> **Source data**
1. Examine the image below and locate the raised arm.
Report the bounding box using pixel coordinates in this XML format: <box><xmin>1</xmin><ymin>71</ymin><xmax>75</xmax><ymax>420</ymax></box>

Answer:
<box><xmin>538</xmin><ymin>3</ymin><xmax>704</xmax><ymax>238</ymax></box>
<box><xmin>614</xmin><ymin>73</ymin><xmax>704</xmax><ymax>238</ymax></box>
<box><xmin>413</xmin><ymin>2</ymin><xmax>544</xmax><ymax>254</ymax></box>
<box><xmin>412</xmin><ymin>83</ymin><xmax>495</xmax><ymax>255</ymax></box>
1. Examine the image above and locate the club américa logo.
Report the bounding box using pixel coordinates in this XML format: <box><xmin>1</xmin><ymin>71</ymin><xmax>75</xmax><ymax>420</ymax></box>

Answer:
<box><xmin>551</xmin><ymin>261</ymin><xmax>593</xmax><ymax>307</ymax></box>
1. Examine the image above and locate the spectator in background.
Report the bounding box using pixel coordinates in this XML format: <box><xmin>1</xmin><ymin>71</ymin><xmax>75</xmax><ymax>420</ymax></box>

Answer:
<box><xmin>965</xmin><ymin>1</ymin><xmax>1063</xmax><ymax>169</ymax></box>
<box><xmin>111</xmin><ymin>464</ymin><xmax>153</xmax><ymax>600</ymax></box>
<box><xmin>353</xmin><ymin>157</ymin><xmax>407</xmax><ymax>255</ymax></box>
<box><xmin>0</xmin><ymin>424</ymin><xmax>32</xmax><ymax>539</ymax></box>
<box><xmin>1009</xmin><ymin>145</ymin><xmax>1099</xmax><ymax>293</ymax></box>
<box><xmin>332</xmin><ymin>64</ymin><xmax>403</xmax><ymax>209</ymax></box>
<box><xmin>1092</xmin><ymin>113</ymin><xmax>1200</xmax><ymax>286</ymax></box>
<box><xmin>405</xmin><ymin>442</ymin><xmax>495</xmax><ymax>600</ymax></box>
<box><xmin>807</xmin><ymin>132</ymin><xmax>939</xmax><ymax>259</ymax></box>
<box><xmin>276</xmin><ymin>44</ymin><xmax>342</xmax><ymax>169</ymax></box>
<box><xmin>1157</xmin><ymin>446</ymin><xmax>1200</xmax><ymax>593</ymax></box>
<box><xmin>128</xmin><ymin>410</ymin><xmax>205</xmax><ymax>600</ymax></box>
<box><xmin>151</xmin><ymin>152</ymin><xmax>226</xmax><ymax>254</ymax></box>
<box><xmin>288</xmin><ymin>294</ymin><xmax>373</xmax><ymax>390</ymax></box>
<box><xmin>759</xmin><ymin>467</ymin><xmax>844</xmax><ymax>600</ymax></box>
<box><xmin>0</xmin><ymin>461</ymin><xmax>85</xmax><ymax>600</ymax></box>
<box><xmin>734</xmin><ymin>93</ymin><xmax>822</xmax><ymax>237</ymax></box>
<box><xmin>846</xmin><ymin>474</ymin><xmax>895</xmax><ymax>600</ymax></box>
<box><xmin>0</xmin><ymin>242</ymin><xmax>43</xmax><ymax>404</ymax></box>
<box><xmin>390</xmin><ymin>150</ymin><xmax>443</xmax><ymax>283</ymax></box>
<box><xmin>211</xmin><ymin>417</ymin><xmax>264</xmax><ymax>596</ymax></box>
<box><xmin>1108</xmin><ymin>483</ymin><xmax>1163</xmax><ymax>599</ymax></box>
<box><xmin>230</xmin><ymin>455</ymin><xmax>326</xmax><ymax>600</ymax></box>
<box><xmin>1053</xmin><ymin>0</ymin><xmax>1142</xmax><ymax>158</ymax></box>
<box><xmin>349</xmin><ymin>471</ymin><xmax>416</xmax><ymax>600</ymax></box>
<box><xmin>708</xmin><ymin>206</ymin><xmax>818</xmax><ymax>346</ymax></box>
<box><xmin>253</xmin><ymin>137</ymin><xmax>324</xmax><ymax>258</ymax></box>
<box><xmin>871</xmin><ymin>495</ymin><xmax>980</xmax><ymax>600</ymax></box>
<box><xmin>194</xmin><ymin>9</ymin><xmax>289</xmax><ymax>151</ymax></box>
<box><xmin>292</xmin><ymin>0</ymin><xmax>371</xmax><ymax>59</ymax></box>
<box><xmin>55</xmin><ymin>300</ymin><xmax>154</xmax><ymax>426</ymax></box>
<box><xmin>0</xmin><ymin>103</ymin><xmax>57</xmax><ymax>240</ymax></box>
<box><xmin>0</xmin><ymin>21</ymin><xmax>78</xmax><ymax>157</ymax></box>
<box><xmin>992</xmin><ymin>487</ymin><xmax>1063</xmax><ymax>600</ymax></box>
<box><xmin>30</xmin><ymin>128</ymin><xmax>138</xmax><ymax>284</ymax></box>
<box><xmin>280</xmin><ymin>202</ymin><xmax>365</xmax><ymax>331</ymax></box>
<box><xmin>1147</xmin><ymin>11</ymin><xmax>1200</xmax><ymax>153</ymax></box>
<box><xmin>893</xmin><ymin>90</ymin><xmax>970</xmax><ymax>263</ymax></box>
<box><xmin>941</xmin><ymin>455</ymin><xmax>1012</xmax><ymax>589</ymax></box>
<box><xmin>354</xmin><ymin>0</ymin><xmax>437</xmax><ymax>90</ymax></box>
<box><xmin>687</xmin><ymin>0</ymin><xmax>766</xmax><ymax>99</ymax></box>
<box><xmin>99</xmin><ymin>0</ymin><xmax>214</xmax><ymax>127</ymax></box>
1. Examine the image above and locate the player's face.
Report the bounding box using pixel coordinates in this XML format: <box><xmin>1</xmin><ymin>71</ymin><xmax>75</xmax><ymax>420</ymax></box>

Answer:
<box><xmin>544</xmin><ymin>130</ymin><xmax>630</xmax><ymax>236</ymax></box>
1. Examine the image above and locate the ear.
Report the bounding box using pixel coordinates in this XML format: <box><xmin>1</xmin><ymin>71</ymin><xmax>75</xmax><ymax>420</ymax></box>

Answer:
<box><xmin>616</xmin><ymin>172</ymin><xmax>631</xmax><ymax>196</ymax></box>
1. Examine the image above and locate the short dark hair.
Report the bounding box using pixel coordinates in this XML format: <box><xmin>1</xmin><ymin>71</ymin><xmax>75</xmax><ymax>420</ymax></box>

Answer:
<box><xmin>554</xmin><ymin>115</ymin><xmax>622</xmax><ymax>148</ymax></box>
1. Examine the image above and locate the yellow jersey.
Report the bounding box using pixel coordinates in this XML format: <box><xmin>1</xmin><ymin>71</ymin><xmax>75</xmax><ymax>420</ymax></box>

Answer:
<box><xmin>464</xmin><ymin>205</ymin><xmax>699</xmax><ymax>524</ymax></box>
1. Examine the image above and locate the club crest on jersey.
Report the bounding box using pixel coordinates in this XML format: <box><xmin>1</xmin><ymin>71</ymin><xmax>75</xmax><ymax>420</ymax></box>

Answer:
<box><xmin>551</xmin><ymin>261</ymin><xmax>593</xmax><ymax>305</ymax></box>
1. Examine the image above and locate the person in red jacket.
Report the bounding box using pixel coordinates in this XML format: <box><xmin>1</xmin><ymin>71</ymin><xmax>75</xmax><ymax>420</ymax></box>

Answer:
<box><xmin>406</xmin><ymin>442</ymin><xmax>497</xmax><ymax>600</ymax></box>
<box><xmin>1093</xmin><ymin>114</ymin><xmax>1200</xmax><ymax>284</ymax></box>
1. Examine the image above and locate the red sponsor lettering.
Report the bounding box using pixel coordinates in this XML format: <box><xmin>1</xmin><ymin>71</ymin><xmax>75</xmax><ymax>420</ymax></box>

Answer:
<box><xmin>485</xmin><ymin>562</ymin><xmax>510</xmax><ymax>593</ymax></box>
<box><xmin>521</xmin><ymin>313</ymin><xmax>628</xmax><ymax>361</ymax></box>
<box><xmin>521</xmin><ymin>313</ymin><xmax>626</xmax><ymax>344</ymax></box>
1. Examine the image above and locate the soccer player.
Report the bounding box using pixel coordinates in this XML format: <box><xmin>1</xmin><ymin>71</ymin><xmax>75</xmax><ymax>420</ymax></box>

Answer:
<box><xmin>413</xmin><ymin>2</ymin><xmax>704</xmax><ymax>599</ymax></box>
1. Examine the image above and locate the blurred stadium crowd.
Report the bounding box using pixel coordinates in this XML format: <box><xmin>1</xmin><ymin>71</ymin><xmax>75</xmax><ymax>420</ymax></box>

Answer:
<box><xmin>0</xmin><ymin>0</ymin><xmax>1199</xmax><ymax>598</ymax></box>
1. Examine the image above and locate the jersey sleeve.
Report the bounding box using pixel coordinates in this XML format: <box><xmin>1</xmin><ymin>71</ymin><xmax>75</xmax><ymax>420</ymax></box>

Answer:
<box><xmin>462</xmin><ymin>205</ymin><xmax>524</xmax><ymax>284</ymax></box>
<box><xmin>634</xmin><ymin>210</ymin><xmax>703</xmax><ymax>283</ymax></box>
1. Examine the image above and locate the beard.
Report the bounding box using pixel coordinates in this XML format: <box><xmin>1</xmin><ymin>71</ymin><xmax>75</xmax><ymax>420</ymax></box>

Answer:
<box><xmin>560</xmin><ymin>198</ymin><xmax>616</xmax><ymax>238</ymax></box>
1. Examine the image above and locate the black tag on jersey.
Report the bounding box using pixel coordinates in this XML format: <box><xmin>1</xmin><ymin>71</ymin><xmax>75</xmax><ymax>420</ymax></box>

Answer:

> **THE TASK**
Among the entries above, copy exactly only the lines starting with the one containing "1. Examine the image above and locate the player's" and going through the one containing "1. Examine the image above and locate the person", both ends included.

> **THE COMPLETED TASK**
1. Examine the image above and locate the player's face.
Report the bounding box using pixel coordinates in this XML format: <box><xmin>1</xmin><ymin>71</ymin><xmax>75</xmax><ymax>420</ymax></box>

Answer:
<box><xmin>544</xmin><ymin>130</ymin><xmax>630</xmax><ymax>236</ymax></box>
1. Examine the image above and locate the ear.
Report the bounding box using pixel coordinates in this XML format: <box><xmin>1</xmin><ymin>71</ymin><xmax>75</xmax><ymax>420</ymax></box>

Answer:
<box><xmin>616</xmin><ymin>172</ymin><xmax>631</xmax><ymax>196</ymax></box>
1. Examine the image above and locate the short dark hair.
Report the bounding box using pixel coordinates in this XML format: <box><xmin>1</xmin><ymin>71</ymin><xmax>75</xmax><ymax>420</ymax></box>

Answer:
<box><xmin>554</xmin><ymin>115</ymin><xmax>622</xmax><ymax>148</ymax></box>
1. Examine the image above and locate the yellow jersey.
Report the bounding box using pixel coordinates in this XML format: <box><xmin>1</xmin><ymin>71</ymin><xmax>75</xmax><ymax>420</ymax></box>

Answer:
<box><xmin>464</xmin><ymin>205</ymin><xmax>699</xmax><ymax>524</ymax></box>
1. Examine the image above and locate the club crest on jersey.
Report the bounding box using pixel coordinates in this XML format: <box><xmin>1</xmin><ymin>71</ymin><xmax>75</xmax><ymax>420</ymax></box>

Answer:
<box><xmin>551</xmin><ymin>261</ymin><xmax>593</xmax><ymax>305</ymax></box>
1. Examine the image above and locate the person in red jacket.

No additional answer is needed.